Reproduce every one of the records below verbatim, keeping each line unchanged and in its original order.

>>>

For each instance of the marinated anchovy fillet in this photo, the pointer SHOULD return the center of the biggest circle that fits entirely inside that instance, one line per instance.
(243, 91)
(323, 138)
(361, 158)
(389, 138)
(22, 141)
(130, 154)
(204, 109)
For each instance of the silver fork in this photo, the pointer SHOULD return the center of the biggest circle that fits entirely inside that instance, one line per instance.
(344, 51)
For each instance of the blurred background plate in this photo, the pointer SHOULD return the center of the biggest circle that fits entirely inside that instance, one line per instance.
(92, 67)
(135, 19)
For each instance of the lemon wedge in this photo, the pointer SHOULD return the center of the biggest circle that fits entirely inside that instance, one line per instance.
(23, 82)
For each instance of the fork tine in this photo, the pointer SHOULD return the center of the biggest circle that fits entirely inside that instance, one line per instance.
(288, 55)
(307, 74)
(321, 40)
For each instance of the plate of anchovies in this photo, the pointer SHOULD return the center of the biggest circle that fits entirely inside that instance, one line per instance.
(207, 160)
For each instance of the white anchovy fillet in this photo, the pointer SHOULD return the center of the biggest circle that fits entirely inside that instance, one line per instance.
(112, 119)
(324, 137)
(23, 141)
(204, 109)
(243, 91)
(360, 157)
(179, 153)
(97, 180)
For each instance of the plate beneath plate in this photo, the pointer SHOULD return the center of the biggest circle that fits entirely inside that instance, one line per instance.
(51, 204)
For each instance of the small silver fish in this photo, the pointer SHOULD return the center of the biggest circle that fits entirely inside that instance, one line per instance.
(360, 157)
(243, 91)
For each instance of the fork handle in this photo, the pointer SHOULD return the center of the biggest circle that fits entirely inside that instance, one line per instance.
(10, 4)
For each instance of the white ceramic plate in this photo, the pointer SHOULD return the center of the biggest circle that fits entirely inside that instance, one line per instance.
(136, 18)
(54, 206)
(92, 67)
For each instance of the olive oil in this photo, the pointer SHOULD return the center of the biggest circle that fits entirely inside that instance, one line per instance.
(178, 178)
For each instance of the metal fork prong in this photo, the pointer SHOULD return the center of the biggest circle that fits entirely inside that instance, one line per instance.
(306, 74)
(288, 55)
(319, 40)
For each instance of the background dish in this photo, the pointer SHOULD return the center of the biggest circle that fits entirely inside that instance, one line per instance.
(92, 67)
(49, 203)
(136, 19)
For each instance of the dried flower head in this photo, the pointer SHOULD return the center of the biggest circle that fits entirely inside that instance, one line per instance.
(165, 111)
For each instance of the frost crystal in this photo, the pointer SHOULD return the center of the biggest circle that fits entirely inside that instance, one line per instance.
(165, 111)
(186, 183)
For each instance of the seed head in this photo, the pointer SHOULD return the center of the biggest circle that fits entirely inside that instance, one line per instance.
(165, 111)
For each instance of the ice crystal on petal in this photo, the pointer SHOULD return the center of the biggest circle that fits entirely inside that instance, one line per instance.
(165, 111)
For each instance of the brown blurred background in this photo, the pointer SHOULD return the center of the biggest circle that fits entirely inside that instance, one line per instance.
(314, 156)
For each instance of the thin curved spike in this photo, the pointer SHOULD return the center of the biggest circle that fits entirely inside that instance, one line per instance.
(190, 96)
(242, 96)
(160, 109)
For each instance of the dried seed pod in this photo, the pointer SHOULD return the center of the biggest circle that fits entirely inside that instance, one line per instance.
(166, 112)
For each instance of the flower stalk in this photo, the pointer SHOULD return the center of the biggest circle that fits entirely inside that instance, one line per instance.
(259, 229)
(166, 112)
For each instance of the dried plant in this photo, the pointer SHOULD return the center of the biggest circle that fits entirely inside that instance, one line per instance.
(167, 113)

<<<

» **Response to this task**
For each instance of the marinated anchovy fillet in this photo, the pointer SHOULD return the center of the biggest circle that fits entirely inside that instance, one line per instance.
(243, 91)
(323, 138)
(361, 158)
(389, 138)
(22, 141)
(130, 154)
(204, 109)
For each instance of the silver fork in this photo, the pointer SHOULD return the center of the biggest circle that fits entirely inside that instance, one line per instance.
(344, 51)
For each instance of the blurred background plate in this photo, the pointer SHOULD return the center of the biggest circle that fits entirely inside that instance, one line per instance.
(92, 67)
(135, 19)
For each instance of the lemon wedge in this photo, the pointer SHOULD return the center of the biggest circle that fits entirely inside that instance, one line per instance.
(23, 82)
For each instance of the fork tine in this photo, the pointer SHOULD return the center of the biggest circle that fits entirely inside that instance, one line per instance.
(288, 55)
(307, 74)
(321, 40)
For each instance of the plate of anchovies in this photo, the pointer SHOULD return the center of the biggest circle that fits entirely inside that instance, one line per instance.
(207, 160)
For each instance of the white anchovy fillet in this photo, the pointer SHOULD return the center of the biggest circle that fits entirely inside that instance, one line per instance.
(112, 119)
(324, 137)
(23, 141)
(204, 109)
(243, 91)
(360, 157)
(179, 153)
(97, 180)
For each instance of the plate beneath plate in this photo, the pointer SHOULD return the center of the biggest circle that fits entirely inside that instance, one line per instance.
(51, 204)
For each instance of the small silver fish in this photo, the pointer SHOULD return the center of the biggest circle that fits entirely inside that instance, one line per instance.
(360, 157)
(243, 91)
For each instance of the fork handle in this photo, the pointer SHOULD return the center of the biggest circle that fits entirely inside that instance, one line per instance.
(10, 4)
For each instance of the white ceramic plate in this photo, the pointer SHOULD return the center of the biggest circle that fits entirely inside that instance, one line per instance.
(136, 18)
(54, 206)
(92, 67)
For each instance of the olive oil in this photo, the pointer SHOULD return the center of the biggest circle that fits entirely inside that instance, one line per instance.
(178, 178)
For each instance of the metal fork prong in this photo, the pointer SHOULD return the center of the biggest circle that fits entirely inside that instance, one line per instance.
(306, 74)
(288, 55)
(319, 40)
For each instance of the background dish in this photo, the pointer SHOULD return the center of the biggest circle that fits entirely inside that instance, one line per instance.
(92, 67)
(49, 203)
(136, 19)
For each instance of the dried flower head in this photo, the pointer SHOULD return the center of the biggest circle that fits entirely inside that instance, one line per instance.
(165, 111)
For each instance of the frost crystal in this photo, the pointer SHOULD return the center of the biggest circle that fits entirely inside that instance, one line per instance.
(165, 111)
(186, 183)
For each instance of the seed head in this photo, the pointer SHOULD return the center of the biggest circle that fits entirely inside that instance, one line per instance.
(165, 111)
For each instance of the ice crystal on petal in this photo, the pointer SHOULD return the center of the biggest circle that fits entirely inside that instance, one line per instance.
(165, 111)
For each instance of the brown blurred background in this photo, the pointer SHOULD return the center of the biggest circle that fits entirely inside that instance, one line per instance.
(314, 156)
For each instance of the thin curved spike in this photo, the pointer SHOULD return the center of the biggest circle that fits entirely inside that instance, one line per instance.
(190, 96)
(242, 96)
(160, 109)
For each instance of the dried seed pod in this photo, the pointer SHOULD return the center of the biggest circle that fits entirely inside that instance, one line per instance.
(166, 112)
For each instance of the flower stalk in this photo, the pointer SHOULD return the center of the biggest circle that fits entirely inside that instance, one line per instance.
(259, 229)
(166, 112)
For each instance of the dried plant in this photo, the pointer SHOULD return the center of the biggest circle that fits entirely inside that instance, one line per instance.
(167, 113)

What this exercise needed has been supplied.